Prompt 1: In the pregnancy discrimination excerpt, what lifting limit did the EMT's restrictions impose?
Prompt 2: List every court and every company named in the pregnancy discrimination excerpt.
Prompt 3: Resume the pregnancy discrimination excerpt from its last sentence.

Document excerpt:
- - - - -
The 11th Circuit Court’s recent decision in Durham v. Rural/Metro Corporation illustrates just how easy it is for a plaintiff to establish a claim under the Pregnancy Discrimination Act (PDA), despite the U.S. Supreme Court’s warning in Young v. UPS. In Young v. United Parcel Serv., Inc., 575 U.S. 206 (2015), the Court explained that a pregnant employee may prevail on a claim under the PDA by showing that the employer accommodates such a large percentage of non-pregnant employees that a jury could find the employer intentionally discriminated against pregnant employees. But the Supreme Court relegated that factual issue to the analysis of whether the employer’s policy of accommodating only on-the-job injuries was pretext for discrimination. (See our blog post on Young v. UPS HERE.)
In Durham, a pregnant emergency medical technician (EMT) received restrictions limiting her to lifting no more than 50 pounds, rendering her unable to perform her job duties. The employer had previously created temporary positions or provided light-duty reassignments to employees subject to lift restrictions, but only when such restrictions were necessitated by on-the-job injuries. The EMT was not accommodated under this facially neutral policy.
- - - - -
Data under study:
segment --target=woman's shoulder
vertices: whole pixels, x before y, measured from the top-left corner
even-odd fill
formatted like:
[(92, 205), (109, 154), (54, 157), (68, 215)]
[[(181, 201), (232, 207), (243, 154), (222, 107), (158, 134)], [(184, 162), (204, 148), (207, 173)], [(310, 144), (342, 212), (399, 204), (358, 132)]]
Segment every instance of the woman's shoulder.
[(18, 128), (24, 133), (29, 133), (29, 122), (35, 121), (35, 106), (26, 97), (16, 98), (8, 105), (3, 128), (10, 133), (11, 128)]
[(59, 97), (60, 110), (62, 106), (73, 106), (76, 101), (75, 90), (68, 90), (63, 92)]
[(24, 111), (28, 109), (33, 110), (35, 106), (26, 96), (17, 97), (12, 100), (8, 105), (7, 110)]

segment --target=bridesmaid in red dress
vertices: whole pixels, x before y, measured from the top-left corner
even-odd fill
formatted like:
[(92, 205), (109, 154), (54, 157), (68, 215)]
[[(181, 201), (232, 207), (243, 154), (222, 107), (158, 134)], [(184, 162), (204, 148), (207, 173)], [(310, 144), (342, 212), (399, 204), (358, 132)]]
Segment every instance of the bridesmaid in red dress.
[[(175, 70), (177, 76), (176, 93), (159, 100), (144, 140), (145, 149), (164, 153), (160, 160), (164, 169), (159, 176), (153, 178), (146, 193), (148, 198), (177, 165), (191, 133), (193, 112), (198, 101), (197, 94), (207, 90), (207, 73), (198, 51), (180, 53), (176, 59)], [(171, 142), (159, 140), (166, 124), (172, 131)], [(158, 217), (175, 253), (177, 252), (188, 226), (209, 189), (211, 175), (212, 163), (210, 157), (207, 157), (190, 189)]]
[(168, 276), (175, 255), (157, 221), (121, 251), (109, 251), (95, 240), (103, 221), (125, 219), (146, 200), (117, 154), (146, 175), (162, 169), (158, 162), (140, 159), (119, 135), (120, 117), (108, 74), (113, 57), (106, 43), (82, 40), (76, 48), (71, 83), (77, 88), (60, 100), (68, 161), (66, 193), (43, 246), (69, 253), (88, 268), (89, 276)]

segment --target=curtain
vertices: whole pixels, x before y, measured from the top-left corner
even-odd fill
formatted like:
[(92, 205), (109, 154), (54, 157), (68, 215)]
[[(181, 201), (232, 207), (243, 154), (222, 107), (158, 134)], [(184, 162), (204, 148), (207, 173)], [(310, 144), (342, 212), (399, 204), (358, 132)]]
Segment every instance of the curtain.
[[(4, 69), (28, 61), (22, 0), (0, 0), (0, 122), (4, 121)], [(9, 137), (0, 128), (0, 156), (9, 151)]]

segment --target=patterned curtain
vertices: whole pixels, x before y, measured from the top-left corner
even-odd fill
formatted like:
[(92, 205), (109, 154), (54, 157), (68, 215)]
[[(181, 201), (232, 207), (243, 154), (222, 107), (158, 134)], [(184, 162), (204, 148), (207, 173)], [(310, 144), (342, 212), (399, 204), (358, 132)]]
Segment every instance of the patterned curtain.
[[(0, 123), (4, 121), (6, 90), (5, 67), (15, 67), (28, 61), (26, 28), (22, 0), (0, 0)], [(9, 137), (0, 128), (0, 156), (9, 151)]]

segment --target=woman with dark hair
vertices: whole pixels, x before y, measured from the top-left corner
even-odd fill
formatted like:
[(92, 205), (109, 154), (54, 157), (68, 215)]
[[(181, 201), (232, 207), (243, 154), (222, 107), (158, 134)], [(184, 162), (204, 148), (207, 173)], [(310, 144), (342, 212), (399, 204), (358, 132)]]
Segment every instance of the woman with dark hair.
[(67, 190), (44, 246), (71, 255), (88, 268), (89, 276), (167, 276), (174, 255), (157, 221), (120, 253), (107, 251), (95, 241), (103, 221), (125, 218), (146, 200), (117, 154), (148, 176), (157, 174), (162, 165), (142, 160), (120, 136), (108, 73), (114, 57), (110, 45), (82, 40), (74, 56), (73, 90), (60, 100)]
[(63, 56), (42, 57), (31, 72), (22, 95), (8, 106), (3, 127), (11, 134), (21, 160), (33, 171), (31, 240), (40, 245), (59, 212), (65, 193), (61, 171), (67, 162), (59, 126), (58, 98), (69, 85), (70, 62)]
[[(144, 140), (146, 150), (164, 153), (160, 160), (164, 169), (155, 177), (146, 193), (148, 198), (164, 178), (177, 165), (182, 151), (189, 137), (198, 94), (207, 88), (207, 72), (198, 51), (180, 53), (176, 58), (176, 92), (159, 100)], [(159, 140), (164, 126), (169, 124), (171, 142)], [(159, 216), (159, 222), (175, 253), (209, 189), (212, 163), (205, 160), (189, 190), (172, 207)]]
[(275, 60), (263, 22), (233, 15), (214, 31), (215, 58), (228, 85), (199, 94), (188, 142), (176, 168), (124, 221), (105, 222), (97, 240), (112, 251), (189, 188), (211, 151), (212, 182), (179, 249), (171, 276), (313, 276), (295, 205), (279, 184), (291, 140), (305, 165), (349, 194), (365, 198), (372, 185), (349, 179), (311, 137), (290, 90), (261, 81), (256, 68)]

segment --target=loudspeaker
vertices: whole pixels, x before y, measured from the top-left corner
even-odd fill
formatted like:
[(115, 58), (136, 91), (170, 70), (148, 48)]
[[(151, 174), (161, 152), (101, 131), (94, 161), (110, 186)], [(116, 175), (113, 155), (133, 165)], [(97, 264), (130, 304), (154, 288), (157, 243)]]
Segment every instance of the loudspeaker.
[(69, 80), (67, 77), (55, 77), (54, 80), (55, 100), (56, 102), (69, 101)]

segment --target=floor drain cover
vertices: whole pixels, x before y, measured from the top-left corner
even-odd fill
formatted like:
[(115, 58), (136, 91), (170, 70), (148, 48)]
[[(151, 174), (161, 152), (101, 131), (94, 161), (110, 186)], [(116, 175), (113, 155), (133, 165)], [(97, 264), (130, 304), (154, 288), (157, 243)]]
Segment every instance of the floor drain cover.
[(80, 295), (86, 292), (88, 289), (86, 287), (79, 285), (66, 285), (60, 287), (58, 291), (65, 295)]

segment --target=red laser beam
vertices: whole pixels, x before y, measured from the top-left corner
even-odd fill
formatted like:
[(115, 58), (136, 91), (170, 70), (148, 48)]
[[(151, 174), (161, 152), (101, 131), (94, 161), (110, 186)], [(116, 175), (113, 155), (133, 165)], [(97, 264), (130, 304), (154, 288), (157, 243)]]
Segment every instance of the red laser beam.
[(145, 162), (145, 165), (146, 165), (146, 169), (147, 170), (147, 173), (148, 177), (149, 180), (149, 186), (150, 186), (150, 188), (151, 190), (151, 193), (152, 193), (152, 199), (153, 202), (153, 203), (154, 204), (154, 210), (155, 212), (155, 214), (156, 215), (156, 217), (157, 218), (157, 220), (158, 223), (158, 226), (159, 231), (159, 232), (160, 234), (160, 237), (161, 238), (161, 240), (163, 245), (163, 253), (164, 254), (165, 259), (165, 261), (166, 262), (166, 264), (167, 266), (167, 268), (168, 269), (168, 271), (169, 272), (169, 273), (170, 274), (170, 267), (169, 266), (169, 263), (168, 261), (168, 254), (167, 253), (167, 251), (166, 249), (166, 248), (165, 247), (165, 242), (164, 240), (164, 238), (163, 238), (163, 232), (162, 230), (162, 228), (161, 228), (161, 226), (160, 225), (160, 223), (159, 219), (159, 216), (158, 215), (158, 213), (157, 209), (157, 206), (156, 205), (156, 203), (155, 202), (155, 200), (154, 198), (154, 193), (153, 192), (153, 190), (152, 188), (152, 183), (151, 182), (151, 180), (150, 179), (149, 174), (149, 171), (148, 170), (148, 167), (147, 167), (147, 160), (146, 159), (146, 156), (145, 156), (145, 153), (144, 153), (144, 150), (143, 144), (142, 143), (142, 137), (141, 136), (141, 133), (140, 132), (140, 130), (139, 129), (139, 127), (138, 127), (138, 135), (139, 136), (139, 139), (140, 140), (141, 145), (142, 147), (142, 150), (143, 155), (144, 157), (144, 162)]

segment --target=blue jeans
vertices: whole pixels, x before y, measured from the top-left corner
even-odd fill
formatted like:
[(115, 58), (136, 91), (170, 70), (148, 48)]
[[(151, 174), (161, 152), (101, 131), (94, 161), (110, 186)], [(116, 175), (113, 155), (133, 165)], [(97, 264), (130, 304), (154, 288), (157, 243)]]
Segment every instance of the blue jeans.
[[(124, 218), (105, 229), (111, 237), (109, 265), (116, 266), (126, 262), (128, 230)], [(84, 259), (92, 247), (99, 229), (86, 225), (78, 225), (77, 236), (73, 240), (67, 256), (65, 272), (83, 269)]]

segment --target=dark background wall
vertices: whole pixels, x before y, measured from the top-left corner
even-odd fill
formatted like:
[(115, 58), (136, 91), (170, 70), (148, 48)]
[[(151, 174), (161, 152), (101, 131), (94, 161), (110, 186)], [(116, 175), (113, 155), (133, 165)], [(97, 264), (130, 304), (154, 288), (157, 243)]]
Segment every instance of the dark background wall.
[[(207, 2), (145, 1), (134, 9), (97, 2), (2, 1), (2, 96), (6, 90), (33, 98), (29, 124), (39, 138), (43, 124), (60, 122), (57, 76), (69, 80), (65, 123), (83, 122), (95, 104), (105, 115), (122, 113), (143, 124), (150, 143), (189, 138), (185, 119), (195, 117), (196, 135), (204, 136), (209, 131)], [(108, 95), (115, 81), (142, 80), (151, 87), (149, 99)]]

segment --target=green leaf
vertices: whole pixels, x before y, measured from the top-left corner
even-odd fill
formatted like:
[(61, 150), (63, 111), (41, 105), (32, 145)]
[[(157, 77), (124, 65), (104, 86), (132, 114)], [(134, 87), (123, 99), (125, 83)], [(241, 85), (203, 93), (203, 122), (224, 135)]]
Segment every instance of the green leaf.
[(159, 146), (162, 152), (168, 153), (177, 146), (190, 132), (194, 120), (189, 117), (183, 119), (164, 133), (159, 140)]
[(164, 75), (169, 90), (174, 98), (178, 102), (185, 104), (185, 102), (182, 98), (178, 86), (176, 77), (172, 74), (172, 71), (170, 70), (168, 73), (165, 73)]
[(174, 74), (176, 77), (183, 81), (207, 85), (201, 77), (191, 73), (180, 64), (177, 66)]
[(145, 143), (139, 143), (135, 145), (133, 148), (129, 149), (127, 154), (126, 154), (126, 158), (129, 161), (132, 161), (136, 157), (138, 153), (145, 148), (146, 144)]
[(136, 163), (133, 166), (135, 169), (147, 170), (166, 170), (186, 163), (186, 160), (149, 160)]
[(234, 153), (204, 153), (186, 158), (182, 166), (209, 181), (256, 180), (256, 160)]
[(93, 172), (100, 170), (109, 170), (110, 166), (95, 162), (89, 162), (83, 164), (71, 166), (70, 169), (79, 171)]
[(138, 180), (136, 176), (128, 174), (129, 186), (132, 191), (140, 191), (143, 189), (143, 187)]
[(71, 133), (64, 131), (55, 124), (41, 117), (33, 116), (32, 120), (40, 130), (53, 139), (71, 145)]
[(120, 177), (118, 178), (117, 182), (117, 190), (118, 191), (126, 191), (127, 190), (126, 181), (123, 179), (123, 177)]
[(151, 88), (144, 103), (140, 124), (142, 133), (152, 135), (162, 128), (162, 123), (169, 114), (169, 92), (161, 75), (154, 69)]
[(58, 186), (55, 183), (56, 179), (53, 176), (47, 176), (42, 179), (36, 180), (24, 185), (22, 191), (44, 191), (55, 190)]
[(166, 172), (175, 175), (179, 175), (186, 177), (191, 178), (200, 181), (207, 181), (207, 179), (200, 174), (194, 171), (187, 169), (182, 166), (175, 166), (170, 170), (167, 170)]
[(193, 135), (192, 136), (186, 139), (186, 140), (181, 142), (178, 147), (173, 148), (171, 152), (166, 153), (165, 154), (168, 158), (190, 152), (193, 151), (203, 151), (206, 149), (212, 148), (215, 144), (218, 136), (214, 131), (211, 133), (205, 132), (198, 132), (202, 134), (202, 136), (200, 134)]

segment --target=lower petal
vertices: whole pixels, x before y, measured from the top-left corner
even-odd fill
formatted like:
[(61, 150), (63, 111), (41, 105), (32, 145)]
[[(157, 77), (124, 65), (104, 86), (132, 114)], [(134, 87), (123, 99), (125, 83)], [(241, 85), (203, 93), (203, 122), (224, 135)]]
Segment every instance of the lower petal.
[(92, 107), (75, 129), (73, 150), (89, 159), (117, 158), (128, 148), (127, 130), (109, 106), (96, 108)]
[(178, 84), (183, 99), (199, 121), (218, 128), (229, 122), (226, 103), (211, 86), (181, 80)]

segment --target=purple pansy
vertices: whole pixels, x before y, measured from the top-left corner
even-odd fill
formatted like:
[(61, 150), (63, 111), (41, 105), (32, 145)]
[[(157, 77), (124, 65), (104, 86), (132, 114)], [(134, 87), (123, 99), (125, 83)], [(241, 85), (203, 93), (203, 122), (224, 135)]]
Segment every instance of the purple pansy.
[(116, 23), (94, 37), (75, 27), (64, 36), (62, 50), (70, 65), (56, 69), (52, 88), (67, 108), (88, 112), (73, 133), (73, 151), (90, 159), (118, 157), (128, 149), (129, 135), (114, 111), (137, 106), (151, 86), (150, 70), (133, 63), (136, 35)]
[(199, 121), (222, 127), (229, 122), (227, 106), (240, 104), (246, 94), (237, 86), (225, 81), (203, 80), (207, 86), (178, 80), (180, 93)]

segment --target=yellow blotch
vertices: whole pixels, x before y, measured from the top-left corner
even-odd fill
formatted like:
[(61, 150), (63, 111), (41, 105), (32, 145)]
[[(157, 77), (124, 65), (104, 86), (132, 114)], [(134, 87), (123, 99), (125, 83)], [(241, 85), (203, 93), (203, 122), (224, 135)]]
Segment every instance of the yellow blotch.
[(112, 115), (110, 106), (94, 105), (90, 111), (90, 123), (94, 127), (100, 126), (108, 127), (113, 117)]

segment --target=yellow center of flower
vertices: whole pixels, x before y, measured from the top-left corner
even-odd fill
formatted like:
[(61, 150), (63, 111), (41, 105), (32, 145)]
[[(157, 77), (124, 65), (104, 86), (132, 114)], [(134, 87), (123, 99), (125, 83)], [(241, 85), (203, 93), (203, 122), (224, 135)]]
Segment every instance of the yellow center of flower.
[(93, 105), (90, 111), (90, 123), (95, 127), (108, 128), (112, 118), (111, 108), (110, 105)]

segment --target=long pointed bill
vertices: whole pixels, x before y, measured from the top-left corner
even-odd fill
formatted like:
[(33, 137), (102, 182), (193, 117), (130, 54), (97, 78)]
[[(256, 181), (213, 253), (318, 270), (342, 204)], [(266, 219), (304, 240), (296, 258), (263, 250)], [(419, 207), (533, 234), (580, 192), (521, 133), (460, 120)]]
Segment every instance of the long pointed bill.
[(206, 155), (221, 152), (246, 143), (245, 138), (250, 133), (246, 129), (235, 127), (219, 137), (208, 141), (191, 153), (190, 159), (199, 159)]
- - - - -
Output 1: No more than 50 pounds.

Output 2: 11th Circuit Court, U.S. Supreme Court, Rural/Metro Corporation, United Parcel Service (UPS)

Output 3:
The Durham court applied a modified burden-shifting framework. The plaintiff must establish a prima facie case by showing she was pregnant, the employer denied her request for accommodation, and the employer provided accommodations to non-pregnant employees similar in their ability or inability to work. The employer may then proffer a legitimate nondiscriminatory reason explaining why the accommodation was denied. A plaintiff may then demonstrate that reason is pretextual by showing that the neutral policy “imposes a significant burden on pregnant workers” and that the legitimate nondiscriminatory reason is not sufficiently strong to justify that burden. Because the district court granted summary judgment without fully considering the issue of pretext, summary judgment was vacated and the case was remanded for further proceedings.
The lesson? Facially neutral policies resulting in a discriminatory impact may, if insufficiently explained, give rise to a discriminatory inference. If a neutral policy produces discriminatory results, employers should assess the policy’s justifications and consider alternative solutions.